- _Extrait du document_
- - - - -

Au dela de la valeur informationnelle
Tout examen a des contre parties médicales, de risque statistique, de coûts.
Contreparties médicales
Chacun sait qu’une ponction biopsie du foie peut se compliquer d’hémopéritoine. Une opacification rétrograde endoscopique des voies biliaires peut entraîner une angiocholite, qui peut elle même se compliquer de tubulopathie rénale... Ces contre parties sont de plus en plus rares et de moins en moins graves grâce aux progrès techniques mais elles n’ont pas toutes disparues. Dans la décision de prescrire un examen complémentaire il faut, bien entendu, tenir compte du risque éventuel de l’examen pour le patient.
Le risque statistique
Tout examen comporte un risque d’erreur de faux positifs et de faux négatifs. Pour les examens biologiques, ce risque est de l’ordre de 5%. Si l’on fait cinq examens biologiques indépendants entre eux, ce risque s’élève à près de 20%. Multiplier le nombre d’examens complémentaires que l’on demande,
multiplie aussi le risque d’erreur.

- - - - -

- _Informations affichées_
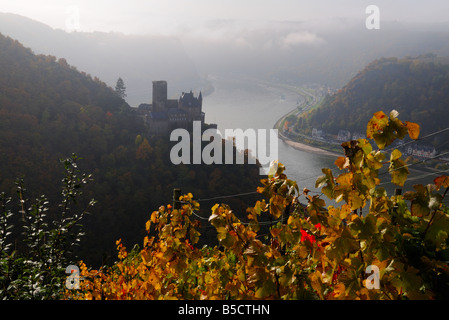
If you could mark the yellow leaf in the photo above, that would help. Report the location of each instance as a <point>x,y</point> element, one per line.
<point>413,129</point>
<point>442,181</point>
<point>154,217</point>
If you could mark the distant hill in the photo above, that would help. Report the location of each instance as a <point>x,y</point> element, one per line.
<point>138,59</point>
<point>49,110</point>
<point>418,88</point>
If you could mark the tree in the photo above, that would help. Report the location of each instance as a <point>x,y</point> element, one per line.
<point>120,88</point>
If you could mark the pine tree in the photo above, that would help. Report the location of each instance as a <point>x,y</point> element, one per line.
<point>120,88</point>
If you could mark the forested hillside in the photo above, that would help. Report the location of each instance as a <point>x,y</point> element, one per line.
<point>418,88</point>
<point>49,110</point>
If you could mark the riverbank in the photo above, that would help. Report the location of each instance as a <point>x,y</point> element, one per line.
<point>306,148</point>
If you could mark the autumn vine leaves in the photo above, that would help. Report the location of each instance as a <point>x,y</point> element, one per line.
<point>310,252</point>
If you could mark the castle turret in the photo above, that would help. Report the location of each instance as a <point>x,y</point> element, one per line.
<point>159,95</point>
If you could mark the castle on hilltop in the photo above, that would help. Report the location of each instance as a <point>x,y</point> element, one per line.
<point>164,115</point>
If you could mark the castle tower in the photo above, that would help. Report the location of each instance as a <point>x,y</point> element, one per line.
<point>159,95</point>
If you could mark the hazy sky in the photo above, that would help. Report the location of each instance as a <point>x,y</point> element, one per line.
<point>167,16</point>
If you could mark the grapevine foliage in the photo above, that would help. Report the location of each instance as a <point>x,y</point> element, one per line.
<point>312,252</point>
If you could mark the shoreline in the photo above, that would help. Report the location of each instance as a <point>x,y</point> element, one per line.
<point>306,148</point>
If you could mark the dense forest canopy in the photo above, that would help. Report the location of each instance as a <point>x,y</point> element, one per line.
<point>418,88</point>
<point>49,110</point>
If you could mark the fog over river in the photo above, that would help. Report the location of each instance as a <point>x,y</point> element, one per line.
<point>238,102</point>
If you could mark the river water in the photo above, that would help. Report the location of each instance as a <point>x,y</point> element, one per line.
<point>241,103</point>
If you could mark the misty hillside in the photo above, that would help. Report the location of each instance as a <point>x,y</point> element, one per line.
<point>418,88</point>
<point>138,60</point>
<point>49,110</point>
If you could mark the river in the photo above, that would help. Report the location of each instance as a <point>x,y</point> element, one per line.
<point>239,102</point>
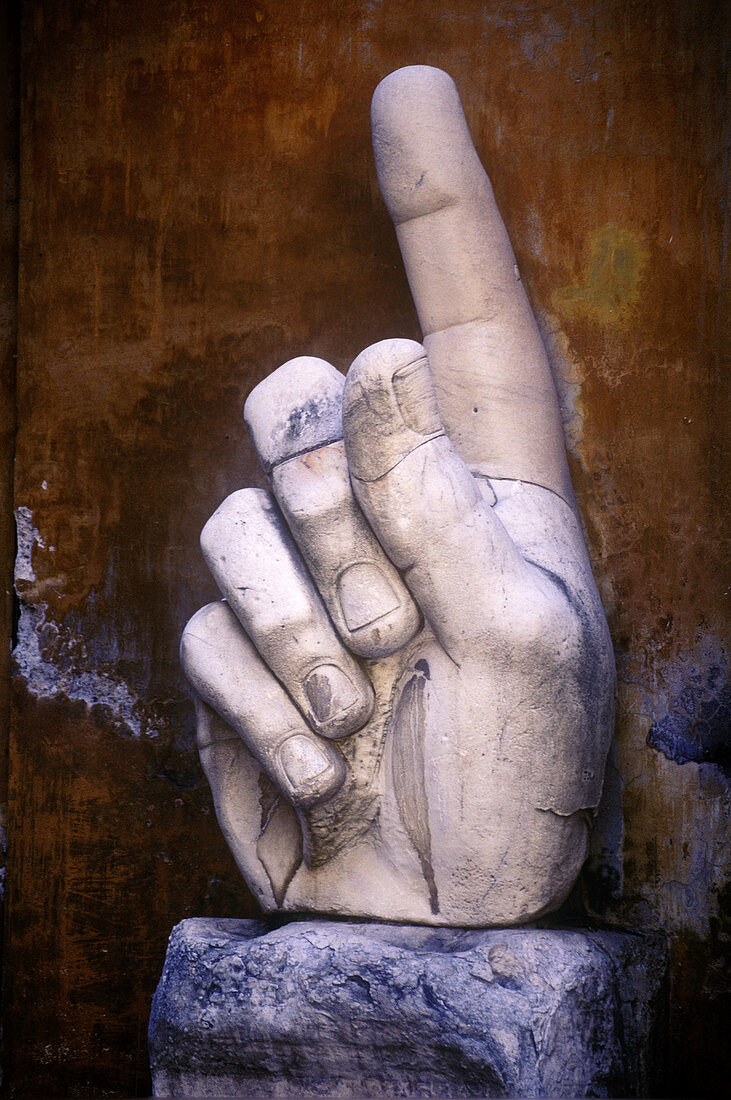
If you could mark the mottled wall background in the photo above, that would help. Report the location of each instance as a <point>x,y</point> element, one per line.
<point>197,205</point>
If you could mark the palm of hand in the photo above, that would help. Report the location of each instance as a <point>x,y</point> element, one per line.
<point>469,748</point>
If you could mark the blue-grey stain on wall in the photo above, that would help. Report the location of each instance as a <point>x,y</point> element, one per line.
<point>698,725</point>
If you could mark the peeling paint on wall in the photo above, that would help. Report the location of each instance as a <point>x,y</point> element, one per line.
<point>200,205</point>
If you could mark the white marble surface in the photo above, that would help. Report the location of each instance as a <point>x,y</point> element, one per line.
<point>406,701</point>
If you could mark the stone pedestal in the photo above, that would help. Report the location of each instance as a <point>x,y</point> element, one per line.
<point>322,1008</point>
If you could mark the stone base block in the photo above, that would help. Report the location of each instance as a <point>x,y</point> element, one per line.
<point>323,1008</point>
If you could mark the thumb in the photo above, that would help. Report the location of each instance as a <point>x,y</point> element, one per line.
<point>428,510</point>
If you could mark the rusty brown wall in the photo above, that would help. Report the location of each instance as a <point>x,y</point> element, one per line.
<point>198,204</point>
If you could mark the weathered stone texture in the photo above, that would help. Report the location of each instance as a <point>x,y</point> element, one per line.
<point>338,1009</point>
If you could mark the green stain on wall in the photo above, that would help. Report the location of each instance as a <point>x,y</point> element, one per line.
<point>610,283</point>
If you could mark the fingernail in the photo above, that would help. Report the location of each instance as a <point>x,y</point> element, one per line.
<point>416,397</point>
<point>365,595</point>
<point>330,692</point>
<point>389,407</point>
<point>302,760</point>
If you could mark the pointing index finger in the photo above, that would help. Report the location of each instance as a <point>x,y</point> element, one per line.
<point>494,384</point>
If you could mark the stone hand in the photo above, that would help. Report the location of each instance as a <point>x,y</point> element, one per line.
<point>406,699</point>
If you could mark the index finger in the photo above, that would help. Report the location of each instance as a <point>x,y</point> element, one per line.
<point>493,380</point>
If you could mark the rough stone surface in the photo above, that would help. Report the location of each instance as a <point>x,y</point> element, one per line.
<point>339,1009</point>
<point>472,748</point>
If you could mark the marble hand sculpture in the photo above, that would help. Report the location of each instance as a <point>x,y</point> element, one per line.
<point>405,700</point>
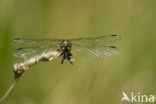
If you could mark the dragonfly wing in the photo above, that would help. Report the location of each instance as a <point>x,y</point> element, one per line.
<point>27,48</point>
<point>96,52</point>
<point>96,41</point>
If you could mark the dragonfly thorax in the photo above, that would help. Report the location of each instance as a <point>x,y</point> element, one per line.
<point>65,46</point>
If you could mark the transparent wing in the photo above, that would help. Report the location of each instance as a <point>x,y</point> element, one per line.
<point>27,48</point>
<point>96,52</point>
<point>95,41</point>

- - - - -

- _Actions à réaliser_
[A] Énumérez toutes les complications citées dans l'extrait sur les examens complémentaires.
[B] Répondez aux questions suivantes d'après l'extrait sur les examens complémentaires.
(i) Quel examen peut se compliquer d'hémopéritoine ?
(ii) De quel ordre est le risque d'erreur pour les examens biologiques ?
(iii) À combien s'élève ce risque si l'on fait cinq examens biologiques indépendants entre eux ?
[C] Poursuivez l'extrait sur les examens complémentaires à partir de sa dernière phrase.
Les entrées forment un matériau indépendant de l'extrait sur les examens complémentaires.

- _Résultats_
[A] hémopéritoine, angiocholite, tubulopathie rénale

[B]
(i) Une ponction biopsie du foie.
(ii) Il est de l'ordre de 5 %.
(iii) Il s'élève à près de 20 %.

[C]
L’utilité décisionnelle
Enfin, chaque fois que l’on demande un examen, il faut s’interroger sur les conséquences décisionnelles de son résultat. Par exemple, si un malade jeune a une symptomatologie d’appendicite avec une douleur iliaque droite spontanée et provoquée, voire une défense, des nausées, de la fièvre, sans autres symptômes ni antécédent particulier, on posera l’indication opératoire. Un hémogramme est souvent demandé. En fait, son résultat ne changera pas la décision d’opérer. Il est donc inutile dans ce cas de demander un hémogramme.
Les coûts
Tout examen a un coût qui doit être pris en compte dans le fait de le prescrire. Si, par exemple, échographie, échographie et tomodensitométrie ont une valeur informationnelle à peu près similaire il convient de demander l’examen le moins cher qui est l’échographie. Le coût décisionnel de l’examen doit encore être pris en considération. Par exemple, avant une opération chirurgicale on a pu penser qu’une radiographie pulmonaire systématique était utile même chez les malades qui n’avaient pas d’antécédents pulmonaires et chez lesquels l’examen clinique était normal. En fait, des études épidémio-logiques ont montré que, dans ce cas, la radiographie pulmonaire décelait une anomalie chez un patient sur 300. En supposant que le coût unitaire d’une radiographie soit de 20 euros, le coût du dépistage d’une anomalie serait de 6 000 euros. De plus, si l’anomalie dépistée a une conséquence décisionnelle seulement une fois sur quatre, le coût de dépistage est de 24 000 euros.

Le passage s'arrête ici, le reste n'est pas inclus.